◆ ЗАДАНИЕ:
Продолжите текст о Власьевом дне и почитании Велеса, начав сразу после его последнего предложения.

◆ ТЕКСТ:
>>>>

Текущая страница: 13 (всего у книги 53 страниц)

Шрифт:
- 100% +

XII. Власьев день

Одиннадцатый день февраль-месяца, посвященный Православной церковью чествованию памяти св. мученика Власия, окружен в суеверном представлении народа причудливой изгородью обрядов, обычаев и поверий, сложившихся в незапамятные годы и изукрасившихся к настоящему времени узорчатой пестрядью последовательных вековых наслоений. С этим днем связана у народа память о древнем Велесе (Волосе) – «скотьем боге», слившаяся с именем воспоминаемого святого, совпадающим с прозвищем языческого божества, которому поклонялись отдаленнейшие предки дышавшего одним дыханием с природою русского пахаря.

По свидетельству летописцев и бытописателей народной жизни, Велес-Волос был почитаем на Руси дольше всех других языческих божеств, в особенности – на Севере. В Ростове идол его не был повержен до ХII века, хотя задолго еще до этого ему не воздавалось уже никаких, подобающих богу, почестей. Ростовское идолище было сокрушено по увещанию св. Авраамия Ростовского. В Киеве же, одновременно с крещением св. Владимира Красна Солнышка и его дружины, было, по сказанию «Макарьевской Великой Минеи рукописной», совершено сокрушение идолов Перуна и Велеса («Волоса, его же именоваху скотья бога, повел в Почайну-реку врещи»). Ростовские поклонники Велеса обоготворяли в честь его камень, напоминавший своим видом быка с человеческим ликом. Св. Авраамий, сокрушив идола, воздвиг на месте его храм во имя св. Власия. В Авраамьевском монастыре, в числе местночтимых святынь, хранился еще в 30–40-х годах XIX столетия шестиконечный крест, в руках с которым святитель поверг идола наземь. Надпись на нем гласила: «Сей крест, во граде Ростове в Аврамиеве монастыре св. Иоанном Богословом дан преподобному Аврамию победита идола Велеса». В Переславле Залесском такой же, как и в Ростове, идол-камень существовал, – не вызывая собою, впрочем, даже и воспоминаний о древнем божестве, – вплоть до царствования Василия Ивановича Шуйского. В Новгороде долго была особая Волосова улица, на которой, по преданию, стоял в старину идол Велеса.

<<<<

◆ ПРЕДСТАВЛЕННЫЕ СТРОКИ:
>>>>

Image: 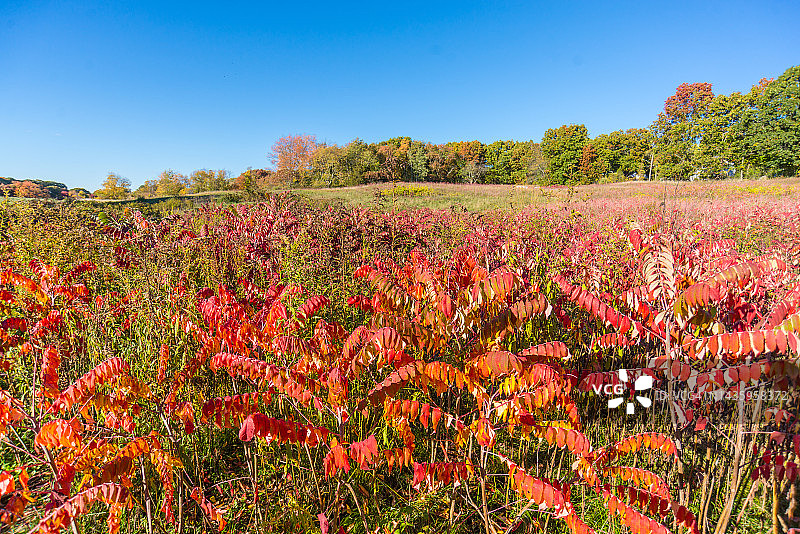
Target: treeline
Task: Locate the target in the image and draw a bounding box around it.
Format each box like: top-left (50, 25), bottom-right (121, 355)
top-left (79, 66), bottom-right (800, 198)
top-left (272, 66), bottom-right (800, 186)
top-left (0, 176), bottom-right (72, 199)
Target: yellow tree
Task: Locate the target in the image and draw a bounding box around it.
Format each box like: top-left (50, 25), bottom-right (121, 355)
top-left (94, 172), bottom-right (131, 199)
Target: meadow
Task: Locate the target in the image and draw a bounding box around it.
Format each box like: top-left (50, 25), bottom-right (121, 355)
top-left (0, 179), bottom-right (800, 534)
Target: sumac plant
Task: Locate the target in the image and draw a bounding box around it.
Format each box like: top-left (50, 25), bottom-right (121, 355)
top-left (155, 249), bottom-right (696, 532)
top-left (553, 226), bottom-right (800, 533)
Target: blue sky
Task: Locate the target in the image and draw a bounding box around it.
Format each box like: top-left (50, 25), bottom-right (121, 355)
top-left (0, 0), bottom-right (800, 190)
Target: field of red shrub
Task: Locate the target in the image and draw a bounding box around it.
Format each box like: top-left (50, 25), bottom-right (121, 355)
top-left (0, 195), bottom-right (800, 534)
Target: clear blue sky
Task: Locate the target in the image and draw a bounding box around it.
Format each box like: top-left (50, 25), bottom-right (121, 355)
top-left (0, 0), bottom-right (800, 190)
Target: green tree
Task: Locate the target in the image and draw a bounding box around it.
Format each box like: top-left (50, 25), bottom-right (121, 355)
top-left (542, 124), bottom-right (589, 184)
top-left (652, 83), bottom-right (714, 180)
top-left (739, 65), bottom-right (800, 176)
top-left (94, 172), bottom-right (131, 199)
top-left (408, 141), bottom-right (428, 182)
top-left (189, 169), bottom-right (231, 193)
top-left (155, 169), bottom-right (189, 197)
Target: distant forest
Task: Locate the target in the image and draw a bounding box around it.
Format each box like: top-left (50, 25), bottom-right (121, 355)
top-left (0, 66), bottom-right (800, 198)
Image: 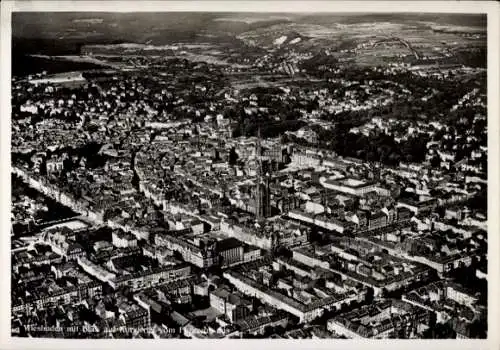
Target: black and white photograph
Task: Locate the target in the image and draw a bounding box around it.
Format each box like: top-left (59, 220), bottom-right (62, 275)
top-left (2, 4), bottom-right (499, 344)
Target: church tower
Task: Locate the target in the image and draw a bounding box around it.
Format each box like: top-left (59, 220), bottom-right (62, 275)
top-left (254, 128), bottom-right (271, 220)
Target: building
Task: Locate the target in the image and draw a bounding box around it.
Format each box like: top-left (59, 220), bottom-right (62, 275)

<<<<

◆ ОТВЕТ:
Древнеславянские сказания о богах, называя Велеса пастырем небесных стад, отождествляют его с месяцем (небесные стада – звездная россыпь). Загадка «Поле не меряно, овцы не считаны, пастух рогатый» относится непосредственно к этому отождествлению. Сходя на землю, по верованию наших пращуров, Велес принимал вид быка, хотя бывали случаи, когда он, по старинному преданию, странствовал между веровавшими в него людьми и в человеческом образе. Богопочитание Велеса являлось в Древней Руси одним из наиболее важных в языческом обиходе: именем бога-покровителя стад клялись наравне с громовержцем-Перуном. Об этом свидетельствуют государственные договоры и летописные сказания. Как бог-пастырь, Велес считался и покровителем песнотворчества. В «Слове о полку Игореве» Баян так и называется «Велесовым внуком». Таким образом, ему на славянском Олимпе приписывались некоторые свойства Аполлона Древней Греции и некоторые – Пана, своеобразно объединенные в нечто цельное. Из блаженной страны небесных равнин, омываемых водами облачного моря-океана, Велес наблюдал недреманным оком за темными пастбищами, охраняя стада, пасущиеся на последних, от всякой беды-напасти и вызывая этим благоговейное отношение к себе со стороны скотоводов, особенно охотно приносивших ему жертвы.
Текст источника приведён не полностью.